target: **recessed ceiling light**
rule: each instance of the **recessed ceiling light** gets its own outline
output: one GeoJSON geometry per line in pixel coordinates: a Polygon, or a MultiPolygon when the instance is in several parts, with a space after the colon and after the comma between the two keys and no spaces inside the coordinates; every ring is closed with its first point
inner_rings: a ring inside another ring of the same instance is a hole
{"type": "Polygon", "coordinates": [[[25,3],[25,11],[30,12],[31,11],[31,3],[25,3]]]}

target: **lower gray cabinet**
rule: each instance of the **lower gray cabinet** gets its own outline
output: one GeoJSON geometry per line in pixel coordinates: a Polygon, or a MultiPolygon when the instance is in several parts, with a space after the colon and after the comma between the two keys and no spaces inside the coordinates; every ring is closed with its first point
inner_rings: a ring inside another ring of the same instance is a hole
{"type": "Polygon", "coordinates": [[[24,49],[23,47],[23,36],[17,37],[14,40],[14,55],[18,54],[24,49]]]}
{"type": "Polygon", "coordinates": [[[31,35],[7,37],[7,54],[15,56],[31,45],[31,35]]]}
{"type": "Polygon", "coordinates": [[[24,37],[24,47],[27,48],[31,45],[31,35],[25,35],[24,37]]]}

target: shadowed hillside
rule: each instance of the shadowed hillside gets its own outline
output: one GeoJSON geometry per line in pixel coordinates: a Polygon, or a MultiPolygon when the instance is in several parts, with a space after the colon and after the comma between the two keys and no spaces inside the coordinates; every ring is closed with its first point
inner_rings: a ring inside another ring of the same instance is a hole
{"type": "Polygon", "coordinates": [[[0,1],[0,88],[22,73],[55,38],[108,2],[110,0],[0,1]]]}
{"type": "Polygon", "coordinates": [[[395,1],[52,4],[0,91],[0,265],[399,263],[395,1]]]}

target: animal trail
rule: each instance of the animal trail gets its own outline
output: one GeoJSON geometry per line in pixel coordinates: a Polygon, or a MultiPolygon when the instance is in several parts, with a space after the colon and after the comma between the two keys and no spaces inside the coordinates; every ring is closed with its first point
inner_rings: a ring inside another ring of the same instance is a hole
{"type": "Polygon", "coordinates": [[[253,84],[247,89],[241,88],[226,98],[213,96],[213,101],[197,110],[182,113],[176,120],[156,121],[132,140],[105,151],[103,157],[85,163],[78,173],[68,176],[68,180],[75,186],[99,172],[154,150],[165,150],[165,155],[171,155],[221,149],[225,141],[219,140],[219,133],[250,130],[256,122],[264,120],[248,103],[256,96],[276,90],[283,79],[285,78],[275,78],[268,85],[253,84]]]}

= = = = =

#### REQUIREMENTS:
Reproduce the entire listing above, keeping every line identical to the original.

#### SOLUTION FOR THIS EXERCISE:
target: **recessed ceiling light**
rule: each instance of the **recessed ceiling light** gets its own outline
output: one GeoJSON geometry per line in pixel coordinates: a Polygon, or a MultiPolygon when the instance is in several parts, with a space after the colon and after the comma between the two keys and no spaces inside the coordinates; every ring is closed with its first point
inner_rings: a ring inside another ring of the same instance is a hole
{"type": "Polygon", "coordinates": [[[25,3],[25,11],[30,12],[31,11],[31,3],[25,3]]]}

target: **lower gray cabinet**
rule: each instance of the **lower gray cabinet** gets its own outline
output: one GeoJSON geometry per line in pixel coordinates: a Polygon, or a MultiPolygon when the instance is in several parts, with a space after the colon and after the comma between the two keys and no spaces inside the coordinates; every ring is closed with its first point
inner_rings: a ring inside another ring of the same instance is a hole
{"type": "Polygon", "coordinates": [[[24,49],[23,47],[23,36],[17,37],[14,40],[14,55],[18,54],[24,49]]]}
{"type": "Polygon", "coordinates": [[[31,35],[7,37],[7,54],[15,56],[31,45],[31,35]]]}
{"type": "Polygon", "coordinates": [[[24,37],[24,47],[27,48],[31,45],[31,35],[25,35],[24,37]]]}

target: shadowed hillside
rule: each instance of the shadowed hillside gets its own outline
output: one GeoJSON geometry per line in pixel coordinates: a Polygon, or a MultiPolygon when the instance is in several parts, with a space after the colon and after the comma between the two keys and no spaces inside the coordinates; every ring is closed with its first point
inner_rings: a ring inside another ring of the same instance is a hole
{"type": "Polygon", "coordinates": [[[0,1],[0,88],[22,73],[55,38],[108,2],[110,0],[0,1]]]}
{"type": "Polygon", "coordinates": [[[395,1],[52,4],[0,91],[0,265],[399,263],[395,1]]]}

target: animal trail
rule: each instance of the animal trail gets its own outline
output: one GeoJSON geometry per line in pixel coordinates: a Polygon, or a MultiPolygon when the instance is in several parts, with a space after the colon and after the comma between the two keys and no spaces inside the coordinates; every ring is closed with its first point
inner_rings: a ring inside another ring of the same instance is a hole
{"type": "Polygon", "coordinates": [[[253,84],[247,89],[241,88],[226,98],[213,96],[213,101],[197,110],[182,113],[176,120],[156,121],[132,140],[105,151],[103,157],[85,163],[78,173],[68,176],[68,180],[75,186],[99,172],[154,150],[165,150],[165,155],[171,155],[221,149],[225,141],[219,140],[219,133],[250,130],[256,122],[264,120],[248,103],[256,96],[276,90],[283,79],[285,78],[275,78],[268,85],[253,84]]]}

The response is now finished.